Exercise brief: Put the lines of the material below, from the line holding "- **Object to find**: the rectangular" through the line holding "487,290 -> 790,643", inclusive, into a Markdown table with the columns "No." and "Line". Number the rows in order and leave out any blank lines.

Some records:
######
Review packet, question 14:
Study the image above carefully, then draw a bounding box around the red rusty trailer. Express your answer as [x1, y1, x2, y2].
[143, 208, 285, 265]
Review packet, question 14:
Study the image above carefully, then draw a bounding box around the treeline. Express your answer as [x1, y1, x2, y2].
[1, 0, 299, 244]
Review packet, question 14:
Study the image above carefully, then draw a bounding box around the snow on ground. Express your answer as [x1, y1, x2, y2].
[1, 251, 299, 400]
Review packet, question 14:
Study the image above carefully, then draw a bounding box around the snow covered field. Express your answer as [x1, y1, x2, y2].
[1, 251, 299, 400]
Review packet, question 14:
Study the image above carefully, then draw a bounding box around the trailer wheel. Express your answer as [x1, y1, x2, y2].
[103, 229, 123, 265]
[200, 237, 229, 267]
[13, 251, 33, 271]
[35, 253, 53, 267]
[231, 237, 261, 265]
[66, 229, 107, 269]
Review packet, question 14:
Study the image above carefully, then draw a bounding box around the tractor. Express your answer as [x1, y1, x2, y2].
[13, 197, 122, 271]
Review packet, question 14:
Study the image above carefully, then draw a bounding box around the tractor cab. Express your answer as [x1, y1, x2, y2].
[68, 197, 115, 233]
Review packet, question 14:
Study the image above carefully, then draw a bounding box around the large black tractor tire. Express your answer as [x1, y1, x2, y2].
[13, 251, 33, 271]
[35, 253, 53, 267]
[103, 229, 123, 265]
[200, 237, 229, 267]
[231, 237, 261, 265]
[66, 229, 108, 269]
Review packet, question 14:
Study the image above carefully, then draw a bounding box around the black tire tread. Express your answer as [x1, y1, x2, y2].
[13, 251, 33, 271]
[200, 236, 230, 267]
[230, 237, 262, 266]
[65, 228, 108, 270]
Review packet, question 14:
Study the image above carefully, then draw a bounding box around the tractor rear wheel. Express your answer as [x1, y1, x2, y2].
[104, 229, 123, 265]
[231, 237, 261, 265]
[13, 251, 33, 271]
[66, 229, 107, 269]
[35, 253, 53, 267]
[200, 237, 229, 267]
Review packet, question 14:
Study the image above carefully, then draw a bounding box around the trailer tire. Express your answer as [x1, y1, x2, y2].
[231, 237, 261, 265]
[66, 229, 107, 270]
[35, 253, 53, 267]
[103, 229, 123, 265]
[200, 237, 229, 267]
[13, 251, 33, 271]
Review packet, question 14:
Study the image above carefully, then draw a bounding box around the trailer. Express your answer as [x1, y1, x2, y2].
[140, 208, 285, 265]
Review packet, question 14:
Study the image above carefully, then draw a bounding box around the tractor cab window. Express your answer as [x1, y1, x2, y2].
######
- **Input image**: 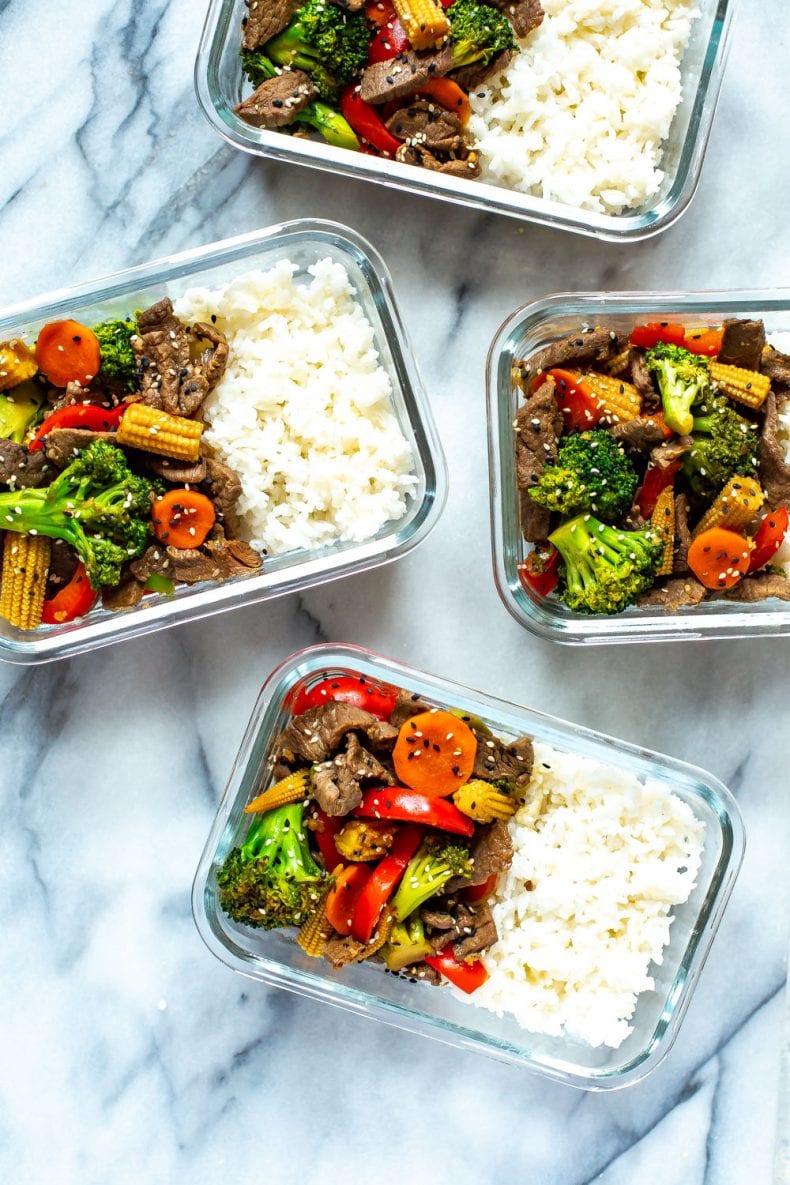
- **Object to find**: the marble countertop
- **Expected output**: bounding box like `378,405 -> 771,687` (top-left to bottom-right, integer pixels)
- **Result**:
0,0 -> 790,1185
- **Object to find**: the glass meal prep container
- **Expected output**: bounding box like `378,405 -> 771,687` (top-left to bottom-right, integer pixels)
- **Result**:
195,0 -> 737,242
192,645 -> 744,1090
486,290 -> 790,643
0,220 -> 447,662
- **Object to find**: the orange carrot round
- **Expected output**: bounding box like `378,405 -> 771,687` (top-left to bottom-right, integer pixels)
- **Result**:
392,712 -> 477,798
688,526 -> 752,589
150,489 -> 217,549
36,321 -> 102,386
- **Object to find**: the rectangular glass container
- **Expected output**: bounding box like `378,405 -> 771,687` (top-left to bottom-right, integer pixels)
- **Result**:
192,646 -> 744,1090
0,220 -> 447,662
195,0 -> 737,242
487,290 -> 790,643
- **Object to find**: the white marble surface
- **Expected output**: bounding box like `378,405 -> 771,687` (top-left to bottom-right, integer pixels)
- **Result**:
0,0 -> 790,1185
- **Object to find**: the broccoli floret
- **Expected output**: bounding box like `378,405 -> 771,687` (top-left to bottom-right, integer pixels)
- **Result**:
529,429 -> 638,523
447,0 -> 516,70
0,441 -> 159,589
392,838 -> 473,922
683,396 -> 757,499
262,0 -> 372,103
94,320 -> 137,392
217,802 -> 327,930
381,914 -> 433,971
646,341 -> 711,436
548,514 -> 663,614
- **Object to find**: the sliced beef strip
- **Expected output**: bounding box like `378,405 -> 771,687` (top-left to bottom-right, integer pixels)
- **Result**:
######
Reply:
| No. | Line |
|---|---|
| 1 | - **Object to find**: the rectangular glass container |
| 2 | - **Expected output**: bounding box like `378,405 -> 771,687` (top-left to bottom-right, integer pixels) |
| 3 | - **Result**: |
| 4 | 192,646 -> 744,1090 |
| 5 | 0,220 -> 447,662 |
| 6 | 195,0 -> 737,242 |
| 7 | 487,290 -> 790,643 |